(Dataset records)
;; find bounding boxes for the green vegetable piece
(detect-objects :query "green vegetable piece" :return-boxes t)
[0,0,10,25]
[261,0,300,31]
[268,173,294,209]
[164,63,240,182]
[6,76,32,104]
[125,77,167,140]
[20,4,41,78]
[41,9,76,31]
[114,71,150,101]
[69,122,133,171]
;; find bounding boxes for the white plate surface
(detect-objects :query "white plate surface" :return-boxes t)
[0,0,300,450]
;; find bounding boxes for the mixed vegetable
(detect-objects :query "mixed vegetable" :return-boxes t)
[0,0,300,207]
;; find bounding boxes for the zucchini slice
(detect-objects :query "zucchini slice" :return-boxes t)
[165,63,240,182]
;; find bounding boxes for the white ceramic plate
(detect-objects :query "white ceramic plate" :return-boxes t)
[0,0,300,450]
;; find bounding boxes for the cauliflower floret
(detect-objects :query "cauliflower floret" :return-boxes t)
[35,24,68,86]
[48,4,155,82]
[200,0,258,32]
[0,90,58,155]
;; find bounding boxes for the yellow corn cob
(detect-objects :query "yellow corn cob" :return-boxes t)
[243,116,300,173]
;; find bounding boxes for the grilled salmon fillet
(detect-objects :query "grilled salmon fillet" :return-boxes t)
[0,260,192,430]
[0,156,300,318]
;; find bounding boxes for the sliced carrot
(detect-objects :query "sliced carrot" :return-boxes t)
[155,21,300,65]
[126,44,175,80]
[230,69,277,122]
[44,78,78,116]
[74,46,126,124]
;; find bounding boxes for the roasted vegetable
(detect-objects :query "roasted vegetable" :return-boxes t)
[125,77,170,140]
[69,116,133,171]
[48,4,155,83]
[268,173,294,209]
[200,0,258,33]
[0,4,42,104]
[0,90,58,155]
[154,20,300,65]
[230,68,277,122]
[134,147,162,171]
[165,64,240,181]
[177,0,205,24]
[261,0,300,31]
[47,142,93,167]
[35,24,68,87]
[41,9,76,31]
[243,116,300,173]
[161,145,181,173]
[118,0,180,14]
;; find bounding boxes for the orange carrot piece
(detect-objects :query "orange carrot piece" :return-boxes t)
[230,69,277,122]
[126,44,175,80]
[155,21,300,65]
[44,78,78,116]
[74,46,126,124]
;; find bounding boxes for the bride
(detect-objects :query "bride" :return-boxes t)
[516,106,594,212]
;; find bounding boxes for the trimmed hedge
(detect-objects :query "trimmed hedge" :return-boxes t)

## [Short problem]
Return every line of the listing above verbatim, with no alterations.

## [Response for this exercise]
;; find bounding boxes for the green vegetable piece
(detect-objects :query "green vegetable piece" :return-boxes t)
[0,0,10,25]
[261,0,300,31]
[268,173,294,209]
[164,63,240,182]
[6,76,32,104]
[125,77,167,140]
[20,4,41,78]
[41,9,76,31]
[114,71,150,101]
[69,122,133,171]
;; find bounding boxes for the white plate surface
(detect-objects :query "white plate surface" :return-boxes t)
[0,0,300,450]
;; find bounding boxes for the mixed vegetable
(detect-objects :query "mixed vegetable" :return-boxes t)
[0,0,300,207]
;; find bounding boxes for the zucchini slice
(detect-objects :query "zucchini slice" :return-boxes t)
[165,63,240,182]
;; find bounding boxes for the white ceramic plate
(detect-objects :query "white ceramic plate" :return-boxes t)
[0,0,300,450]
;; find bounding boxes for the cauliflower floret
(detect-objects :query "cauliflower floret" :return-boxes t)
[35,24,68,86]
[48,4,155,82]
[200,0,258,32]
[0,90,58,155]
;; find bounding boxes for the yellow corn cob
(detect-objects :query "yellow corn cob" :return-boxes t)
[243,116,300,173]
;; find bounding boxes for the grilled salmon fillet
(detect-objects :query "grilled salmon fillet" :return-boxes t)
[0,260,192,430]
[0,156,300,318]
;; find bounding boxes for the sliced carrot
(detect-objects :query "sliced carrot" :return-boxes t)
[155,21,300,65]
[126,44,175,80]
[230,69,277,122]
[44,78,78,116]
[74,46,126,124]
;; find bounding boxes for the roasted vegetable
(detect-objects :query "roasted vegetable" :return-boxes t)
[125,77,170,140]
[69,116,133,171]
[48,4,155,83]
[268,173,294,209]
[200,0,258,33]
[0,4,42,104]
[0,90,58,155]
[154,20,300,65]
[230,68,277,122]
[134,147,162,171]
[165,64,240,181]
[177,0,205,24]
[261,0,300,31]
[47,142,93,167]
[35,24,68,87]
[41,9,76,31]
[243,116,300,173]
[161,145,181,173]
[118,0,180,14]
;; find bounding boxes for the orange carrot piece
(detect-objects :query "orange carrot piece" :return-boxes t)
[230,69,277,122]
[126,44,175,80]
[155,21,300,65]
[44,78,78,116]
[74,46,126,124]
;; find bounding boxes for the bride
(detect-objects :query "bride" :return-boxes t)
[516,106,594,212]
;; find bounding boxes for the trimmed hedge
(detect-objects :query "trimmed hedge" :return-boxes t)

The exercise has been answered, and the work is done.